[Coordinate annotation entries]
★ ★ ★ ★ ★
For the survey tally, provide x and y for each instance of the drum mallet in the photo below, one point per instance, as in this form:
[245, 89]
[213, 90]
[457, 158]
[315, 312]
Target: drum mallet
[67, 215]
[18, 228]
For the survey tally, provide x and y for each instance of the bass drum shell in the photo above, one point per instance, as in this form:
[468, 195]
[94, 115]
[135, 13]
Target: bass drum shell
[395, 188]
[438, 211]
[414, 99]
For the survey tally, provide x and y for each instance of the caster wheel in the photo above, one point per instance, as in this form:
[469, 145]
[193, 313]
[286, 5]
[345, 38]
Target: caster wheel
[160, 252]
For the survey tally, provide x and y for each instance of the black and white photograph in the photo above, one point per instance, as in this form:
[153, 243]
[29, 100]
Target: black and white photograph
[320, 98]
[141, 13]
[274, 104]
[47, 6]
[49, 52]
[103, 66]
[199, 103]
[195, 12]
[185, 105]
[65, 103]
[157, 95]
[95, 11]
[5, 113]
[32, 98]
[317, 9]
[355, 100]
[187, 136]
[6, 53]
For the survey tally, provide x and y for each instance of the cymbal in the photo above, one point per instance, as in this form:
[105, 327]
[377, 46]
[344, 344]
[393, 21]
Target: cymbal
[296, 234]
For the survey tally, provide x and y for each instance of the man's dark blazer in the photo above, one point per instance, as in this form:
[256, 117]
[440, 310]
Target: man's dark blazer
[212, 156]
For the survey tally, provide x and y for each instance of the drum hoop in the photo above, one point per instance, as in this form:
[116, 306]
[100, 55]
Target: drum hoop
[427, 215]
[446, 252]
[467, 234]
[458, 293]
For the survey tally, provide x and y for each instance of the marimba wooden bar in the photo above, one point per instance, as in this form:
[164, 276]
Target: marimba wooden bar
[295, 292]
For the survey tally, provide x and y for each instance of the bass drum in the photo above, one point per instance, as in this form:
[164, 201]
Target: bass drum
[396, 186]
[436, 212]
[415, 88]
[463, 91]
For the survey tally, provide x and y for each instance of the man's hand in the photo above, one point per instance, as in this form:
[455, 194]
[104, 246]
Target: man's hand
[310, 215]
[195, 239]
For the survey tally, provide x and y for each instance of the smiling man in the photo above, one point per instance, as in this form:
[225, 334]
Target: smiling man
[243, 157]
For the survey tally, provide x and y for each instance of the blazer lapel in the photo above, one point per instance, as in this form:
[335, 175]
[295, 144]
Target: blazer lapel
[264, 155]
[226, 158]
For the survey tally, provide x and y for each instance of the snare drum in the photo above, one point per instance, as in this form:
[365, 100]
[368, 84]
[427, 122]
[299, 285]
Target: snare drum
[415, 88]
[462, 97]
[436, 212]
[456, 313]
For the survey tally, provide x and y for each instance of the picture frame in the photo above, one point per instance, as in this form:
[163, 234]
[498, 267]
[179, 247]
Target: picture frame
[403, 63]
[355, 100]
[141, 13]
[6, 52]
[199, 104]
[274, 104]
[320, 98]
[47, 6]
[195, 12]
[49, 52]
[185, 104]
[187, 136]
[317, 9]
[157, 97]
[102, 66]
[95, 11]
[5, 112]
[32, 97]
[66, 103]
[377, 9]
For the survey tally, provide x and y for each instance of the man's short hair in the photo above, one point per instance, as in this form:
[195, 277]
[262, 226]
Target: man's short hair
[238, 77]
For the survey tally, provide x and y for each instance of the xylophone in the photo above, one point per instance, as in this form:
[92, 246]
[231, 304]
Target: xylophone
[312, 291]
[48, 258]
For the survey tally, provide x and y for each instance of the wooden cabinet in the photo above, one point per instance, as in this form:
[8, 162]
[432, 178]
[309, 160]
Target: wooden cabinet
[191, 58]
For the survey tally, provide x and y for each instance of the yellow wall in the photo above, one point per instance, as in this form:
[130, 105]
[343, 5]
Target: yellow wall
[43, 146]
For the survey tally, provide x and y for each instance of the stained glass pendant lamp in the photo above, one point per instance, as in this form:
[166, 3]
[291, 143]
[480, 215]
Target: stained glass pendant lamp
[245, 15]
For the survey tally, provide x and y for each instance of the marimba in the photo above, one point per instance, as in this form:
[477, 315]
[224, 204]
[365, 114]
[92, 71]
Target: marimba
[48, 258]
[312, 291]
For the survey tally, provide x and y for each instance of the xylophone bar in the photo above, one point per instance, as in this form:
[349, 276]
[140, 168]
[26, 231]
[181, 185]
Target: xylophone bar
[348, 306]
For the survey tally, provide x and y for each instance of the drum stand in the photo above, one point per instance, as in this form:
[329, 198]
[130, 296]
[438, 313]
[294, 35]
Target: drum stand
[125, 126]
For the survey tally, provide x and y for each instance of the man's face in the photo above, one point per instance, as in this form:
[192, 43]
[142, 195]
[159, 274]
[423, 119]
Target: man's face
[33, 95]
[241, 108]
★ ★ ★ ★ ★
### STATED EXERCISE
Write the data from above out again, exactly.

### FULL OUTPUT
For the survey tally, provide x and y for each instance of the drum mallet in the photo below, one point per instance, as in this form:
[245, 89]
[213, 90]
[457, 158]
[315, 312]
Target: drum mallet
[67, 215]
[18, 228]
For the survey tally, provide x and y for each instance of the bass drum shell in the photo above, one point per instance, as in this form:
[468, 195]
[94, 115]
[135, 13]
Target: bass drum shell
[395, 188]
[438, 211]
[414, 99]
For the survey tally, provide x and y for each instance of the caster wheel in the photo above, one point per instance, as in this form:
[469, 145]
[193, 313]
[286, 5]
[345, 38]
Target: caster wheel
[160, 252]
For the survey tally, provide x and y for each instance of the black and white photograph in the photo above, one point per instance, as in this form:
[153, 243]
[29, 100]
Target: black and white photograph
[320, 98]
[141, 13]
[274, 104]
[47, 6]
[49, 52]
[103, 66]
[199, 103]
[195, 12]
[185, 105]
[65, 103]
[157, 95]
[95, 11]
[5, 113]
[32, 98]
[317, 9]
[355, 100]
[187, 136]
[6, 53]
For the survey tally, provide x and y for each instance of the cymbal in the photo above, one point per instance, as in this form:
[105, 327]
[377, 46]
[344, 344]
[393, 21]
Target: cymbal
[296, 234]
For the survey tally, provide x and y for each instance of the man's dark blazer in the photo above, one point per instance, as in this form:
[256, 117]
[440, 310]
Target: man's dark blazer
[212, 156]
For the survey tally, provide x and y for each instance of the drum hoop in the photo above, one point per instance, as in this form:
[116, 306]
[100, 55]
Target: drum hoop
[427, 215]
[446, 252]
[467, 234]
[458, 293]
For the survey tally, provide x and y for each instance of the marimba wooden bar in the photo above, one point per instance, as in this form:
[164, 276]
Target: marimba wooden bar
[295, 292]
For the survey tally, provide x and y for each instance of the bass drum in the photo above, one point per instance, as in this form:
[164, 201]
Target: bass drum
[396, 186]
[436, 212]
[415, 88]
[463, 91]
For the survey tally, provide x and y for each instance of the man's hand in the photo above, one point per instance, as in this form:
[455, 194]
[104, 246]
Target: man's hand
[310, 215]
[195, 239]
For the survey tally, provide x and y for each instance of the smiling man in the photo above, one point per instance, as in this form:
[225, 334]
Target: smiling man
[243, 157]
For the survey tally, provide x and y for each instance of the blazer lapel in the photo above, one point per instance, as in this form:
[335, 175]
[295, 144]
Target: blazer lapel
[264, 155]
[226, 158]
For the survey tally, provide x and y for each instance of the snare drum in the photo above, one point per instance, as in this form:
[365, 100]
[368, 84]
[427, 122]
[299, 285]
Target: snare drum
[415, 88]
[462, 97]
[436, 212]
[456, 313]
For the survey tally, provide x and y for each instance of the picture frame in the photo above, one point per instance, as in this form:
[163, 234]
[498, 267]
[179, 247]
Target: picture frame
[403, 63]
[355, 100]
[141, 13]
[6, 52]
[199, 104]
[274, 104]
[320, 98]
[47, 6]
[195, 12]
[49, 52]
[185, 104]
[187, 136]
[317, 9]
[157, 97]
[102, 66]
[95, 11]
[5, 112]
[32, 97]
[66, 103]
[377, 9]
For the survey tally, provide x and y for each instance of the man's short hair in the photo above, one point per instance, as in this form:
[195, 277]
[262, 226]
Target: man's short hair
[238, 77]
For the survey tally, provide x and y for each instance of the xylophone in the photo above, one point per instance, as in this form:
[92, 246]
[231, 304]
Target: xylophone
[312, 291]
[48, 258]
For the survey tally, provide x and y for each instance of the wooden cabinet in the photo above, one point per instance, as in this form:
[8, 162]
[432, 178]
[309, 160]
Target: wooden cabinet
[191, 58]
For the survey tally, provide x and y for each instance of the yellow wall in the photo above, one point per instance, as in this form:
[130, 105]
[343, 5]
Target: yellow wall
[43, 146]
For the survey tally, provide x and y for each instance of the stained glass pendant lamp in the photo above, one point per instance, as in this form:
[166, 3]
[291, 143]
[480, 215]
Target: stained glass pendant lamp
[245, 15]
For the survey tally, provide x and y for each instance of the marimba in the photo above, one point per instance, as in this form:
[477, 315]
[224, 204]
[365, 114]
[92, 71]
Target: marimba
[48, 258]
[312, 291]
For the survey tally, provide x and y for each instance of the xylophone bar in the photo above, one point per instance, as in this form:
[349, 276]
[140, 168]
[26, 231]
[181, 185]
Target: xylophone bar
[348, 306]
For the survey tally, provide x and y for each instance of the drum stand in the photo above, one point per instance, as in this form:
[329, 198]
[130, 296]
[438, 313]
[294, 35]
Target: drum stand
[125, 126]
For the survey tally, provide x and y for each instance of the man's face in the photo above, one point per instance, as in this form:
[192, 43]
[142, 195]
[159, 274]
[423, 119]
Target: man's face
[33, 95]
[241, 108]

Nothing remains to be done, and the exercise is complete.